**TASK DETAILS**:
Copy verbatim the lines below, starting with the line that contains "The answer SHOULD provide one point per instance of the large" and continuing through the last of the rows, both ends included. Leave the pictures out of your copy.

**DATA TO USE**:
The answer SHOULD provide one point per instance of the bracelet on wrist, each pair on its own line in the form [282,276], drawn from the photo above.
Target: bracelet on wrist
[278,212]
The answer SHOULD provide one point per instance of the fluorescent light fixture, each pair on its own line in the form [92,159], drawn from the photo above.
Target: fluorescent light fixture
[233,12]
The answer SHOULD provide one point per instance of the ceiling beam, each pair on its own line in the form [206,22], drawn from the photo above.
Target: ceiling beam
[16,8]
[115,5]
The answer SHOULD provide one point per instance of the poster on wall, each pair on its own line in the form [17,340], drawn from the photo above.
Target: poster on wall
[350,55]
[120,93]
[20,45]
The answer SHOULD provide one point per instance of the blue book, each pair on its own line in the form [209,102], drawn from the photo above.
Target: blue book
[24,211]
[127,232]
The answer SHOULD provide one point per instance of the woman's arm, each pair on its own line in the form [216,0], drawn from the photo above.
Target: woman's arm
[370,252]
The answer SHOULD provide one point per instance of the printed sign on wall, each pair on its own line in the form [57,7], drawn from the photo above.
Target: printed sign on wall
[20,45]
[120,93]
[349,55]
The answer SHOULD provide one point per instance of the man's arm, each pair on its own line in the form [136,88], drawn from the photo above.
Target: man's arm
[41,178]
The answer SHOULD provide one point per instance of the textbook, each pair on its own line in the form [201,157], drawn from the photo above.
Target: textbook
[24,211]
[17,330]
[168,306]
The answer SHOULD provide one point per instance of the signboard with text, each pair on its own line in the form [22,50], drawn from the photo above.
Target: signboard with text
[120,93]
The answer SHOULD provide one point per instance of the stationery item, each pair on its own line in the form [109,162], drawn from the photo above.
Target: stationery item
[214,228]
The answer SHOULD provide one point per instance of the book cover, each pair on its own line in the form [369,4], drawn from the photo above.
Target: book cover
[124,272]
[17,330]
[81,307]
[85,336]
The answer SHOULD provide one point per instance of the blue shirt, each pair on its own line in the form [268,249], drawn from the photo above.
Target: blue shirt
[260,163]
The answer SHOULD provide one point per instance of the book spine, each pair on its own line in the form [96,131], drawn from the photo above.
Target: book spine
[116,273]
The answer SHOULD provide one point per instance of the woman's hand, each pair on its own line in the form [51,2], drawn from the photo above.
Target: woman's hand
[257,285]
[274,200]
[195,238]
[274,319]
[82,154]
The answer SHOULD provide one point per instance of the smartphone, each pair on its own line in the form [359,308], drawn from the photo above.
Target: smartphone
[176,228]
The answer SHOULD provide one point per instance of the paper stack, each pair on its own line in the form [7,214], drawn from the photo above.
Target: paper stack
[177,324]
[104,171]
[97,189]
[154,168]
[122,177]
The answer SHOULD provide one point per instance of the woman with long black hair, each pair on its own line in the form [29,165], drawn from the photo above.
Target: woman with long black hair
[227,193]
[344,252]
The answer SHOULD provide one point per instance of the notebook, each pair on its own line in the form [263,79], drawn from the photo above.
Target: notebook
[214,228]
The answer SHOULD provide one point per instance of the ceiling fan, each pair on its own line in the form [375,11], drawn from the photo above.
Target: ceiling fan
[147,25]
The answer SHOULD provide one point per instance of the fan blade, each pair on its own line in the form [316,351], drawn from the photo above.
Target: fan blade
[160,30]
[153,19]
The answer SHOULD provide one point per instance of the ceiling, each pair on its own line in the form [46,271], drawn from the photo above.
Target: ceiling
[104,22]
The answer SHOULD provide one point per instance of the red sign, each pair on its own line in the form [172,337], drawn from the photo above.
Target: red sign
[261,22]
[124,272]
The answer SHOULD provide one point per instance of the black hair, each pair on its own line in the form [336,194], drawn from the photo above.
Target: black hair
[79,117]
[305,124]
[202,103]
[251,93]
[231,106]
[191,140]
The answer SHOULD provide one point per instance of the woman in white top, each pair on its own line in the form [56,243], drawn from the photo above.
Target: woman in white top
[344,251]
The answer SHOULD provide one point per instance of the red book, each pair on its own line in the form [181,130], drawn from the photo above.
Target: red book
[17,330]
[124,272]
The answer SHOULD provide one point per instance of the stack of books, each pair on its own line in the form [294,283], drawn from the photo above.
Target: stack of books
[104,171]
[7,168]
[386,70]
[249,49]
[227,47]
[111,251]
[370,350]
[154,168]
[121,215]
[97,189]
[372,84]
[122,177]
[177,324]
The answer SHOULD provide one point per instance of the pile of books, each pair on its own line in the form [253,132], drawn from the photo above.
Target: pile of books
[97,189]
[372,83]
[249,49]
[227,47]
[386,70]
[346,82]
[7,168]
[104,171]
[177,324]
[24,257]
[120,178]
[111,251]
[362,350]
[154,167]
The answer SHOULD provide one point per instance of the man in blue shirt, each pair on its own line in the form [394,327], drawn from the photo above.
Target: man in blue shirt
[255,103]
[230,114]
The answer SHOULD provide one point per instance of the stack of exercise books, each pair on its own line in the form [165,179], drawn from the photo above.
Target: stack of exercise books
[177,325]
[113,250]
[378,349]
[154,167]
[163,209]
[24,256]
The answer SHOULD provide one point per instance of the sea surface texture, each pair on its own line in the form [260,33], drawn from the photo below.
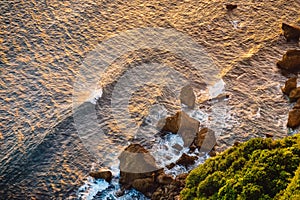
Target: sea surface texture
[47,46]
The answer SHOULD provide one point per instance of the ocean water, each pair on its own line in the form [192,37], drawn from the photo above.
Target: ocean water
[46,65]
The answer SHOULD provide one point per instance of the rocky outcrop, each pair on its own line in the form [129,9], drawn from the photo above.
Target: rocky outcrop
[290,32]
[102,174]
[138,169]
[187,96]
[181,124]
[186,160]
[294,118]
[297,105]
[290,61]
[295,94]
[205,140]
[170,191]
[290,85]
[230,7]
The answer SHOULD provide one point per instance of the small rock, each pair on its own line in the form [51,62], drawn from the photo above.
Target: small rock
[182,124]
[290,85]
[205,140]
[290,61]
[171,165]
[186,160]
[231,6]
[177,146]
[297,105]
[236,143]
[269,135]
[181,177]
[291,33]
[294,118]
[102,174]
[187,96]
[164,179]
[212,153]
[295,94]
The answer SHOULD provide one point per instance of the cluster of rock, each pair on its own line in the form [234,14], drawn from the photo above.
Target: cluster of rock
[291,63]
[293,92]
[138,167]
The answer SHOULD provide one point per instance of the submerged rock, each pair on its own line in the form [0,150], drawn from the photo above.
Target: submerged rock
[291,33]
[297,105]
[295,94]
[164,179]
[102,174]
[136,163]
[187,96]
[182,124]
[230,6]
[290,61]
[145,186]
[205,140]
[290,85]
[294,118]
[170,191]
[269,135]
[186,160]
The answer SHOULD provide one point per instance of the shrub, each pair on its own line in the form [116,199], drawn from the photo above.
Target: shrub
[257,169]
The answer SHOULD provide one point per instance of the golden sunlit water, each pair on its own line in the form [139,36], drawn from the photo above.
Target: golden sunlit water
[43,46]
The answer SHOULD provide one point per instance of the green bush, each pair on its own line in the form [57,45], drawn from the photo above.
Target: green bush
[257,169]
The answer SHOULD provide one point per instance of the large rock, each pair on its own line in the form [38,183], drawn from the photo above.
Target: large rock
[294,118]
[186,160]
[145,186]
[187,96]
[136,163]
[164,179]
[170,191]
[182,124]
[295,94]
[290,85]
[102,174]
[205,140]
[230,7]
[291,33]
[290,61]
[297,105]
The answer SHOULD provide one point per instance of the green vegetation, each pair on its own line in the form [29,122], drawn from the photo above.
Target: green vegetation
[257,169]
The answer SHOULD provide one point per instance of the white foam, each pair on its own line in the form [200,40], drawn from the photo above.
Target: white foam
[95,95]
[89,190]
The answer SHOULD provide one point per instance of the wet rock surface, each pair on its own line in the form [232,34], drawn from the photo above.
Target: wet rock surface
[101,174]
[205,140]
[294,118]
[291,33]
[231,7]
[187,96]
[186,160]
[136,163]
[290,85]
[295,94]
[183,125]
[290,61]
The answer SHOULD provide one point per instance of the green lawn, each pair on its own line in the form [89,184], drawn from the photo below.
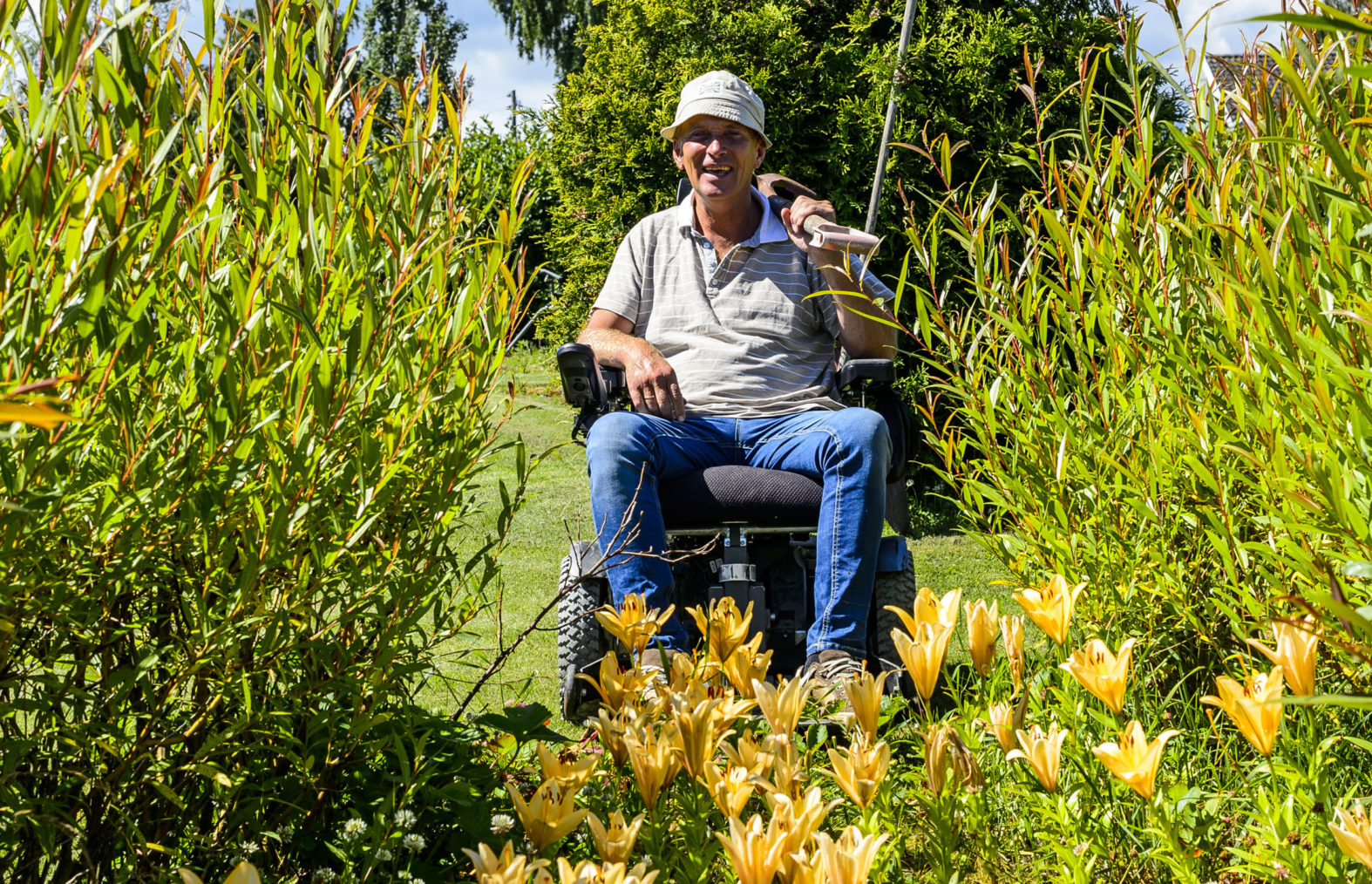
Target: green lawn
[559,509]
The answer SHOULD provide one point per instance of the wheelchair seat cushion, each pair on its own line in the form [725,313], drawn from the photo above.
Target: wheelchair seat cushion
[704,499]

**TASK RESPONSE**:
The answer SHOULD provide one point per instance of the large rock, each pair on its own line in the form [38,183], drawn from the photo above.
Target: large rock
[294,118]
[186,160]
[145,186]
[187,96]
[136,163]
[164,179]
[170,191]
[182,124]
[295,94]
[290,85]
[102,174]
[205,140]
[230,7]
[291,33]
[290,61]
[297,105]
The answer SHOULD provide one point per instance of the green vegetation, each pair on its own line in the form [29,122], drawn from the photo above.
Target: green vegetation
[257,169]
The answer SHOULD provide one point per instance of the white foam, each pair on its own line in the form [200,40], drawn from the photo above.
Target: white foam
[95,95]
[89,190]
The answer SHOULD provide one point per instance of the wet rock surface, each pair on its own line in the form [232,34], drawn from the photo above.
Target: wet rock surface
[101,174]
[205,140]
[294,118]
[291,33]
[231,7]
[187,96]
[186,160]
[136,163]
[290,85]
[295,94]
[183,125]
[290,61]
The answer SHOULD provide one point per instance of the green lawn, each pair on its own line in the form [89,184], drawn from the photo below.
Target: green lawn
[559,509]
The answer SHOULD provide one point per instance of the wheelchair seat cushion, each pair on its own line in the form [725,313], drawn from the photo above.
Target: wheelchair seat cushion
[704,499]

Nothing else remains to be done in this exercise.